[[ TEXT, beginning ]]

Okey Ndiribe
20 August 2008
THERE are indications that the Federal Government and organised labour unions are once again on a collision course over the Federal government's plan to remove subsidy from the price of petrol next year.
President Umaru Yar'Adua's Economic Management Team (EMT) disclosed Government's decision in Lagos penultimate Monday.
The Minister of State for Petroleum Odein Ajumogobia, who spoke to the media alongside other ministers and top government officials stated that the move already had the blessing of Mr. President. He added that the planned hike was based on the reasoning in government circles that the subsidies on petroleum products in the country never get to the masses for whom they are meant, but rather end up in the wrong pockets.
According to Ajumogobia, a subsidy of about N700 billion had been spent on petroleum products by the government this year alone. He added that despite this, the final consumer for whom the subsidy was meant have still ended up paying the full price.

[[ TEXT, end ]]
[[ SOURCE DATA, beginning ]]

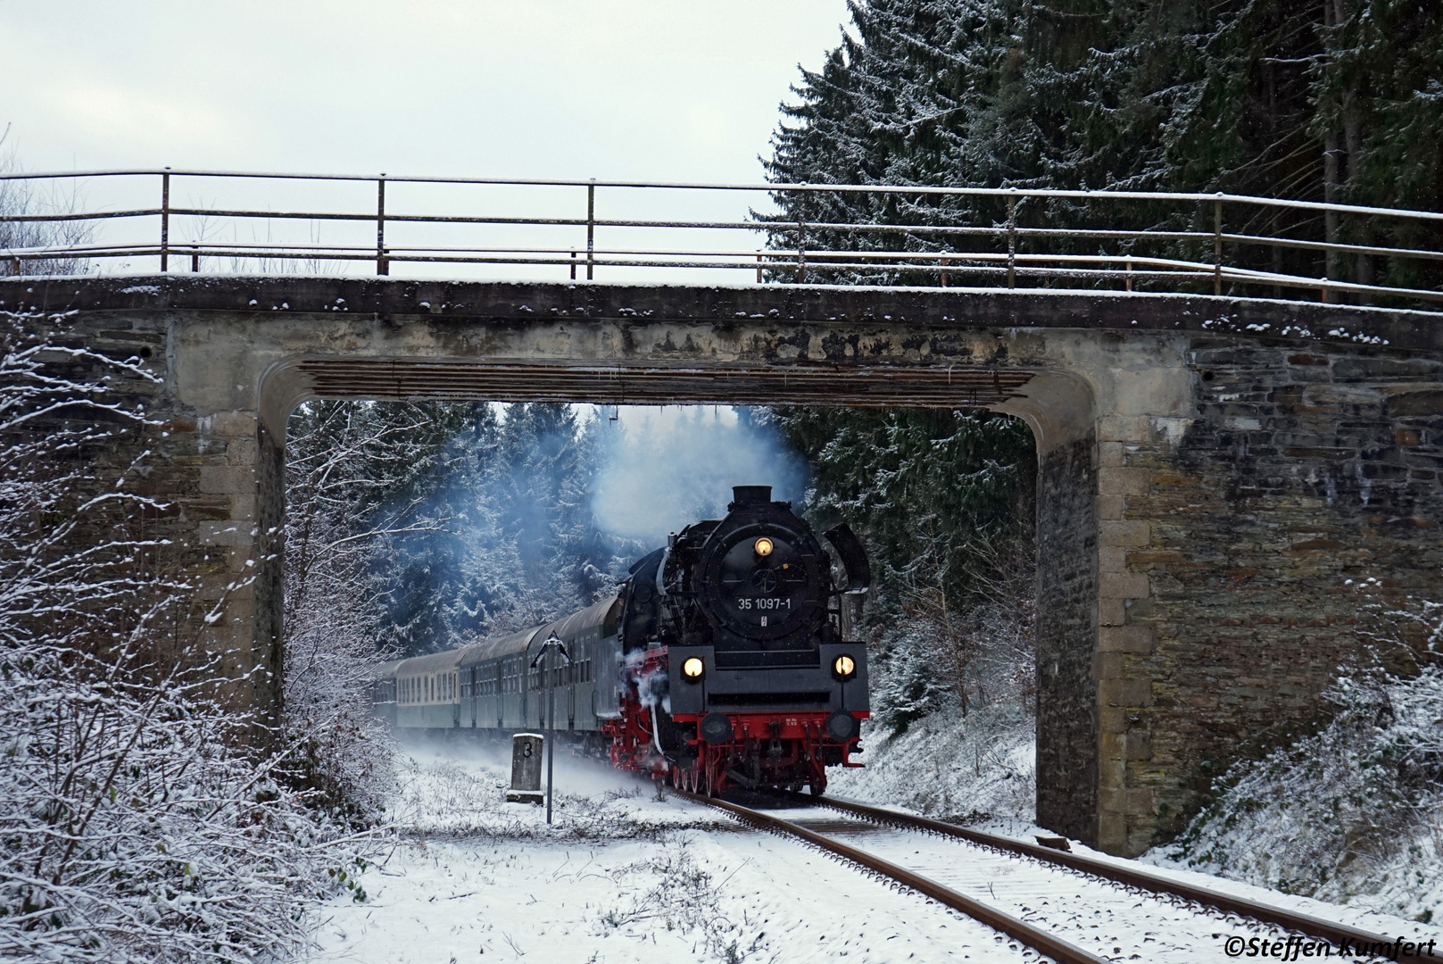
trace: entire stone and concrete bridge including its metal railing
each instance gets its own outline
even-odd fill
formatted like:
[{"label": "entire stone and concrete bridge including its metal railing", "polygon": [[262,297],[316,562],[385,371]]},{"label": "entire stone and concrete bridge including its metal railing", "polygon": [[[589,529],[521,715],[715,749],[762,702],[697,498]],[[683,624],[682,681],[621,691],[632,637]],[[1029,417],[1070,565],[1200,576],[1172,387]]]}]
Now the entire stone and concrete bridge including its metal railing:
[{"label": "entire stone and concrete bridge including its metal railing", "polygon": [[[1179,831],[1250,745],[1316,717],[1372,605],[1443,600],[1443,315],[1336,303],[1443,299],[1426,283],[1443,250],[1417,241],[1443,214],[1229,195],[84,176],[89,196],[154,179],[160,205],[0,218],[110,232],[0,251],[12,276],[0,313],[51,319],[62,338],[139,358],[159,378],[115,384],[159,421],[139,483],[166,507],[147,521],[169,540],[159,564],[199,586],[176,619],[177,654],[199,642],[235,674],[257,670],[241,698],[263,714],[278,707],[283,652],[286,421],[306,398],[941,406],[1025,419],[1039,465],[1038,820],[1110,853]],[[374,193],[365,211],[180,208],[177,178]],[[407,188],[504,193],[446,214],[416,193],[403,214]],[[518,216],[522,189],[570,192],[584,216]],[[606,198],[644,190],[802,199],[794,212],[895,193],[886,209],[900,214],[608,215]],[[1124,202],[1143,212],[1131,228],[1076,222]],[[208,235],[216,218],[313,234],[222,242]],[[1367,222],[1377,231],[1355,234],[1375,238],[1388,218],[1411,225],[1397,235],[1408,248],[1338,240],[1339,224]],[[1333,227],[1319,240],[1323,219]],[[127,224],[159,231],[126,235]],[[315,225],[374,235],[320,244]],[[423,228],[436,234],[404,235]],[[462,228],[504,234],[446,234]],[[522,228],[544,235],[540,247],[505,234]],[[696,241],[746,231],[765,232],[765,250]],[[75,277],[147,258],[160,273]],[[206,273],[227,261],[260,274]],[[277,274],[287,263],[313,276]],[[372,264],[374,277],[354,277]],[[553,280],[391,277],[417,264]],[[1354,283],[1338,280],[1345,264]],[[593,280],[623,268],[681,283]],[[1413,286],[1377,286],[1375,268]],[[694,280],[711,270],[746,284]],[[1299,292],[1319,300],[1283,299]]]}]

[[ SOURCE DATA, end ]]

Carry on the news report on the petrol subsidy removal plan from its final sentence. The entries above are not needed for what comes next.

◆ OUTPUT OF THE EXERCISE
Already, the announcement has sent disturbing signals across the country. The nation's central labour union- the Nigeria Labour Congress (NLC) has warned against this planned move. NLC's President Abdulwaheed Omar who issued the warning at the weekend in Katsina stated that complete removal of subsidy from the price of fuel would precipitate instability in the price of of the product nation-wide with adverse effects on the prices of other goods and services.
Omar stated that removal of subsidy would leave Nigerians at the mercy of oil marketers who would dictate prices solely based on profit.
Many ordinary Nigerians seem to share the view of the NLC leader. Adenugba Ale the Assistant Secretary at the Taxi Drivers Garage, Ogba-Lagos who spoke to Vanguard Features (VF) last Friday disagreed with the Federal Government's reason for the planned hike.
Said he: "Any hike in fuel price will affect everybody in the society. This includes workers, businessmen and car owners".
He continued: " Even the road side food seller would hike the price of her food. The reason is that if she has to take a bus or any other means of public transportation to go to the market to buy foodstuff, she would be compelled to pay a higher fare. As a result of this, she would add the additional cost in transport fare to the cost of preparing the food and this would then lead to higher price for the same plate of food."
He further stated that as a taxi driver, he will surely raise the rate he charges if the price of fuel is hiked.
" For instance, If the fare to Victoria Island used to be N1500, it would surely go up to about N2000", he remarked.
Adenugba recalled what happened last year when the price of fuel was hiked from N60 to N70.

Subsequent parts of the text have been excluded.